__Task requirements__
Convert all of the data below into a JSON list of strings, one string per line, leaving out any blank lines.

########

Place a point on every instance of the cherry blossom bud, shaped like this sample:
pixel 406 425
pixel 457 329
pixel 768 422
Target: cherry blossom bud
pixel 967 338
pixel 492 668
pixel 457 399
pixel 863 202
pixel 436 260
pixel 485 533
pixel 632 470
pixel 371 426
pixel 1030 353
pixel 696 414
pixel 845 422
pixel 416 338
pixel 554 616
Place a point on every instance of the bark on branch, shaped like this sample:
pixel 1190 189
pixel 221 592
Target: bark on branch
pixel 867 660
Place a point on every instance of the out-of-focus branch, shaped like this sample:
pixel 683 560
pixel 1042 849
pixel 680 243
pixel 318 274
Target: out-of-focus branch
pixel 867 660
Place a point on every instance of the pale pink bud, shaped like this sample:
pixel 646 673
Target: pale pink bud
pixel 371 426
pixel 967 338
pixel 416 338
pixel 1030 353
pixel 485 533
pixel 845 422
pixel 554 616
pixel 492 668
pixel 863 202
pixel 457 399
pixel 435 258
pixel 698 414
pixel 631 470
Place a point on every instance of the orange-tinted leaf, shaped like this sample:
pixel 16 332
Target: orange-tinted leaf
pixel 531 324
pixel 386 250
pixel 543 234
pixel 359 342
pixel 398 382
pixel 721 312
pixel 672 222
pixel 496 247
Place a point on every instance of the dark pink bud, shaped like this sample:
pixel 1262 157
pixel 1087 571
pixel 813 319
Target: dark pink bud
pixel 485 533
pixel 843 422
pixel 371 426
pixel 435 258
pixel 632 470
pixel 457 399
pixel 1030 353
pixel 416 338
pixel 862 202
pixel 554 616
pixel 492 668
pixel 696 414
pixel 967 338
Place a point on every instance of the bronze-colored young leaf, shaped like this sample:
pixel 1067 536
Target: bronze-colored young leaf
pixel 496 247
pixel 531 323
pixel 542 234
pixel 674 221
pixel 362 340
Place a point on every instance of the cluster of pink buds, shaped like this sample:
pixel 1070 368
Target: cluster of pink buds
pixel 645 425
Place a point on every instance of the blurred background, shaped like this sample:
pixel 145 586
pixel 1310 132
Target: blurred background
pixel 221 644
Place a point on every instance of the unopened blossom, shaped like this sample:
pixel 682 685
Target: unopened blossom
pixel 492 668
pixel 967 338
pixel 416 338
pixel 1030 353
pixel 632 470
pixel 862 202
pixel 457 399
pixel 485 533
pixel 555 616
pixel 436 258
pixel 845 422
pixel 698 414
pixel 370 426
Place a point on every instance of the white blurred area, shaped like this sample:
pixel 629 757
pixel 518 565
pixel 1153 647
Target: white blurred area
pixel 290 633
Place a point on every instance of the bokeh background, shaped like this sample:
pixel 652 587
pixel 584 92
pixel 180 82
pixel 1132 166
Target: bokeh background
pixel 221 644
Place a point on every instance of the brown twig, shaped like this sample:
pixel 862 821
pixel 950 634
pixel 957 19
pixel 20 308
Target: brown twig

########

__Finished task__
[
  "Place a point on every instance of the cherry blossom bud, shaped like this sample:",
  "pixel 406 425",
  "pixel 457 329",
  "pixel 768 422",
  "Target: cherry blossom bud",
  "pixel 967 338",
  "pixel 492 668",
  "pixel 457 399",
  "pixel 863 202",
  "pixel 436 260",
  "pixel 485 533",
  "pixel 632 470",
  "pixel 371 426",
  "pixel 1030 353",
  "pixel 696 414",
  "pixel 845 422",
  "pixel 416 338",
  "pixel 554 616",
  "Place a point on every instance of the bark on branch, shaped like this sample:",
  "pixel 1190 189",
  "pixel 221 592",
  "Target: bark on branch",
  "pixel 867 660",
  "Place a point on every instance of the out-of-focus branch, shaped like this sample:",
  "pixel 683 560",
  "pixel 1042 849",
  "pixel 680 243",
  "pixel 318 274",
  "Target: out-of-focus branch",
  "pixel 867 660",
  "Place a point on every instance of the pale pink bud, shaped like this sample:",
  "pixel 646 673",
  "Target: pale pink bud",
  "pixel 371 426",
  "pixel 967 338",
  "pixel 416 338",
  "pixel 1030 353",
  "pixel 485 533",
  "pixel 845 422",
  "pixel 554 616",
  "pixel 492 668",
  "pixel 863 202",
  "pixel 457 399",
  "pixel 435 258",
  "pixel 698 414",
  "pixel 631 470",
  "Place a point on every instance of the orange-tinted leaf, shaped like this sample:",
  "pixel 16 332",
  "Target: orange-tinted leaf",
  "pixel 531 324",
  "pixel 386 250",
  "pixel 543 234",
  "pixel 359 342",
  "pixel 398 382",
  "pixel 721 312",
  "pixel 672 222",
  "pixel 496 247",
  "Place a point on every instance of the dark pink bud, shaped like this sample:",
  "pixel 1262 157",
  "pixel 1087 571",
  "pixel 813 319",
  "Target: dark pink bud",
  "pixel 485 533",
  "pixel 843 422",
  "pixel 371 426",
  "pixel 435 258",
  "pixel 632 470",
  "pixel 457 399",
  "pixel 1030 353",
  "pixel 416 338",
  "pixel 862 202",
  "pixel 554 616",
  "pixel 492 668",
  "pixel 696 414",
  "pixel 967 338",
  "Place a point on every instance of the bronze-colored young leaf, shaped like this sample:",
  "pixel 1067 536",
  "Target: bronze-colored young leaf",
  "pixel 496 247",
  "pixel 531 323",
  "pixel 542 234",
  "pixel 674 221",
  "pixel 362 340",
  "Place a point on every instance of the cluster of pink buds, shaped like this sample:",
  "pixel 1070 368",
  "Target: cluster of pink buds",
  "pixel 645 425",
  "Place a point on every instance of the blurred background, shaped like this sample:",
  "pixel 145 586",
  "pixel 1310 132",
  "Target: blurred background",
  "pixel 221 644",
  "Place a point on every instance of the unopened blossom, shaped like this sample:",
  "pixel 682 685",
  "Target: unopened blossom",
  "pixel 492 668",
  "pixel 967 338",
  "pixel 416 338",
  "pixel 1030 353",
  "pixel 632 470",
  "pixel 862 202",
  "pixel 457 399",
  "pixel 485 533",
  "pixel 555 616",
  "pixel 436 258",
  "pixel 845 422",
  "pixel 698 414",
  "pixel 370 426",
  "Place a point on every instance of the white blurred area, shaped like this sample:",
  "pixel 629 757",
  "pixel 518 565",
  "pixel 1153 647",
  "Target: white blurred area",
  "pixel 290 633",
  "Place a point on every instance of the bokeh background, shaped like this sample:",
  "pixel 652 587",
  "pixel 584 92",
  "pixel 180 82",
  "pixel 1132 166",
  "Target: bokeh background",
  "pixel 221 644",
  "Place a point on every instance of the brown twig, shaped like this sample:",
  "pixel 862 821",
  "pixel 950 634",
  "pixel 957 19",
  "pixel 20 308",
  "Target: brown twig"
]